EXERCISE REQUIREMENTS:
Copy out every line of the records below, requests included. Scale each box coordinate in the answers by 1.1 and round it to a whole number, with halves rounding up, but leave every number in the requests unchanged.

GIVEN INFORMATION:

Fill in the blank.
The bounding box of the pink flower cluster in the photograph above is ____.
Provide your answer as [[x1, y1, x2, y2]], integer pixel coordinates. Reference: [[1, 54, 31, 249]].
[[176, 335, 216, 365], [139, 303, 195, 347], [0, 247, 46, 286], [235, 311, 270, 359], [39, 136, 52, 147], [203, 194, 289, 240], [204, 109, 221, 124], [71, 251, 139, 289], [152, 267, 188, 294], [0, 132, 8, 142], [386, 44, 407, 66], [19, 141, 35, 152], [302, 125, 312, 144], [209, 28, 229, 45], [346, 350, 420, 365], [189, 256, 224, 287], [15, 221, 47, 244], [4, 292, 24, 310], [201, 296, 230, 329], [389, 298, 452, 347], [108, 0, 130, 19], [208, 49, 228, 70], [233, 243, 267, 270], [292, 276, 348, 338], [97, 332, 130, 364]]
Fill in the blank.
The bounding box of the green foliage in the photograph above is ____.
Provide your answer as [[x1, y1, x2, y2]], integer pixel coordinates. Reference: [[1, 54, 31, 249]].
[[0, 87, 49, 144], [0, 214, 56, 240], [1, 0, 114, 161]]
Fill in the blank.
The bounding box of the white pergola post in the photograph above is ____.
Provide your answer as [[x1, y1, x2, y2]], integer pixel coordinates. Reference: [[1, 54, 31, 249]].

RESULT OF THE EXERCISE:
Fill in the blank.
The bounding box of the pink flower cluster in the photograph above is ____.
Provide your answer as [[x1, y1, x2, y2]], integer pixel coordinates. Reference: [[1, 54, 31, 249]].
[[194, 369, 238, 402], [153, 333, 215, 382], [0, 272, 51, 315], [259, 342, 297, 395], [43, 150, 57, 162], [223, 213, 318, 264], [224, 120, 243, 136], [78, 276, 153, 318], [167, 294, 207, 323], [0, 145, 9, 156], [425, 48, 448, 73], [21, 155, 39, 167], [332, 138, 343, 158], [230, 31, 252, 50], [381, 385, 462, 402], [208, 282, 246, 316], [17, 243, 52, 268], [4, 321, 26, 341], [221, 326, 253, 362], [428, 328, 497, 382], [119, 0, 143, 21], [229, 54, 251, 77], [256, 267, 294, 297], [321, 304, 383, 372], [107, 365, 143, 400]]
Fill in the blank.
The bounding box of the green foliage in the photograph above is ____.
Provide your answer as [[x1, y1, x2, y2]], integer pixel coordinates. Reference: [[1, 54, 31, 249]].
[[0, 96, 54, 158], [0, 235, 62, 264], [1, 0, 125, 177]]
Fill in the blank.
The bounding box of the white pergola post in the photograph above is ____.
Provide your answer as [[x1, y1, x2, y2]], integer pixel coordinates. Reference: [[1, 54, 31, 249]].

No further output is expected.